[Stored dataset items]

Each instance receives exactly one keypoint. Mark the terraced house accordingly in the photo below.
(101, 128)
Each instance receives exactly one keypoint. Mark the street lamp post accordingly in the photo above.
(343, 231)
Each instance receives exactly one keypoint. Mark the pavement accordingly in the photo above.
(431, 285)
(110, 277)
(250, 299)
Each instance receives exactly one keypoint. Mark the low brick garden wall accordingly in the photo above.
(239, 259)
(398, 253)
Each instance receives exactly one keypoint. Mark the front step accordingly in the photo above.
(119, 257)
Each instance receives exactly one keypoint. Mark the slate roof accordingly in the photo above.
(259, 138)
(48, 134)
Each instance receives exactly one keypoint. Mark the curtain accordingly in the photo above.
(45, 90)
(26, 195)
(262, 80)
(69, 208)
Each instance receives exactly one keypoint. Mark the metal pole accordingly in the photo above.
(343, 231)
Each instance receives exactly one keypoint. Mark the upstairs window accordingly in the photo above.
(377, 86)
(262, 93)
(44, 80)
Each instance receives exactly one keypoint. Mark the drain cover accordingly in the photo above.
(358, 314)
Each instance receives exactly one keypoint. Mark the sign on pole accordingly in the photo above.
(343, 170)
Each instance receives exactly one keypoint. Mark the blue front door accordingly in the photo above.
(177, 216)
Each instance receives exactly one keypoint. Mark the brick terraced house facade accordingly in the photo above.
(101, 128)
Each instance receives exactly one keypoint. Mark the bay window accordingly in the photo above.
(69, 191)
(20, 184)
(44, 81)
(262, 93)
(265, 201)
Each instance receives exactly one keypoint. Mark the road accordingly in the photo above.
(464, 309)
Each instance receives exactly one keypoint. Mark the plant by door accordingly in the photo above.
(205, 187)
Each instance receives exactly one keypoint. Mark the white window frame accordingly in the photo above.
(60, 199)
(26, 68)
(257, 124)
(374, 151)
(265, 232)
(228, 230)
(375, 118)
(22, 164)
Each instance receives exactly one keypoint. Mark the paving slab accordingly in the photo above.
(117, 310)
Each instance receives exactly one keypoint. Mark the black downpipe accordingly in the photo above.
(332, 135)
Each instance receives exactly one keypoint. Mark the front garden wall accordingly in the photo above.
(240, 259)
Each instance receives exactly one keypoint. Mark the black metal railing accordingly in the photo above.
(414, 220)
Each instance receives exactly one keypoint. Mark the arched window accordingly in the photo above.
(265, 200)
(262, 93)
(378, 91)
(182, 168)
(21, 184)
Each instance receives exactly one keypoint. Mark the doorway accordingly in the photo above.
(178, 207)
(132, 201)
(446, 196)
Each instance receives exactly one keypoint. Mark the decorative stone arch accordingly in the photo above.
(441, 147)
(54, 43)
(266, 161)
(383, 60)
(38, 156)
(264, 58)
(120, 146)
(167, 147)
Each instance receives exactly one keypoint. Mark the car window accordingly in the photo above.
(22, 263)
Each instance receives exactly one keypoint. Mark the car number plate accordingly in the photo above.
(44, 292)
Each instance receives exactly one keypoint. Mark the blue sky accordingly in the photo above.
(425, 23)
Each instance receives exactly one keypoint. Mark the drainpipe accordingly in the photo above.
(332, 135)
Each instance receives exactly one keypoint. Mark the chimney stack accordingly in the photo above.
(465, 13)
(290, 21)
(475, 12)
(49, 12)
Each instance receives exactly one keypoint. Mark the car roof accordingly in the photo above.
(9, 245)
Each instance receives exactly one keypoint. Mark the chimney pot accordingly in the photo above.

EXERCISE DETAILS: Print each line of the data exactly as it was written.

TASK OUTPUT:
Each instance receives exactly one keypoint. Mark the terraced house accordingly in the photo below.
(101, 128)
Each instance receives exactly one keypoint. Mark the street lamp post accordingly in the photo above.
(343, 231)
Each instance receives exactly one keypoint. Mark the pavement accordingly in the photo above.
(431, 285)
(110, 277)
(250, 299)
Each instance receives exactly one keypoint. Mark the low brick garden wall accordingly in the photo above.
(239, 259)
(398, 253)
Each instance receives exactly one keypoint. Mark the front step accordingly in the photo above.
(119, 257)
Each instance receives exactly one keypoint. Mark the slate roof accordingly in the photo above.
(259, 138)
(48, 134)
Each instance receives exactly one keypoint. Mark the curtain accordingly in the photo above.
(45, 90)
(26, 195)
(262, 80)
(69, 208)
Each instance receives exactly one keypoint. Mark the metal pole accordingly in the photo above.
(343, 231)
Each instance receives exactly one keypoint. Mark the upstairs window accordingly in the photo above.
(377, 86)
(262, 93)
(44, 80)
Each instance receives exactly one keypoint. Mark the drain cover accordingly in the photo above.
(358, 314)
Each instance receives exactly one keypoint. Mark the sign on pole accordingly in the photo above.
(343, 170)
Each instance receives exactly one keypoint. Mark the blue front door accordingly in the photo above.
(177, 216)
Each instance receives exactly one keypoint. Mark the brick terraced house facade accordingly in the photo above.
(101, 128)
Each instance receives exactly one keypoint. Mark the bay window accordingly in the photo above.
(69, 191)
(20, 184)
(44, 81)
(262, 93)
(265, 201)
Each instance receives exactly one keypoint. Mark the road accordingly in the photo above.
(464, 309)
Each instance receives exactly one keypoint. Mark the plant by door accordingly in the photo above.
(205, 187)
Each instance receives exactly one keypoint. Mark the white window frame accordingly in the photo above.
(60, 199)
(26, 68)
(257, 124)
(374, 151)
(265, 232)
(228, 230)
(375, 118)
(22, 164)
Each instance receives exactly one keypoint. Mark the paving slab accordingly in the photo above.
(117, 310)
Each instance receives exactly one keypoint. Mark the black downpipe accordingly in the photo above.
(332, 135)
Each instance receives exactly one keypoint. Mark the front garden wall accordingly in the photo above.
(240, 259)
Each instance receives exactly one keypoint. Mark the black metal railing accordingly in the photo above.
(414, 220)
Each instance receives exactly one keypoint. Mark the arched window accordingly in the photo above.
(265, 200)
(262, 93)
(378, 91)
(182, 168)
(21, 184)
Each instance receives exactly one keypoint. Mark the doorway accordingly in the photo above.
(178, 207)
(132, 201)
(446, 196)
Each instance receives exactly one keypoint. Mark the decorative stone arch accordingly in the photo above.
(441, 147)
(54, 43)
(266, 161)
(383, 60)
(38, 156)
(264, 58)
(120, 146)
(167, 147)
Each instance receives exactly one keypoint. Mark the car window accordingly in the photo above.
(22, 263)
Each instance receives exactly one keypoint. Mark the car number plate accordingly in the photo above.
(44, 292)
Each instance receives exactly one keypoint. Mark the blue sky accordingly in the photo above.
(425, 23)
Each instance receives exactly one keypoint. Mark the drainpipe accordingly in the photo above.
(332, 135)
Each instance receives exactly one keypoint. Mark the chimney stack accordingly in the photo above.
(465, 13)
(290, 21)
(475, 12)
(49, 12)
Each instance receives exactly one keypoint. Mark the car roof accordingly in the photo above.
(9, 245)
Each instance receives exactly one keypoint. Mark the chimney pot accordingly in the photo above.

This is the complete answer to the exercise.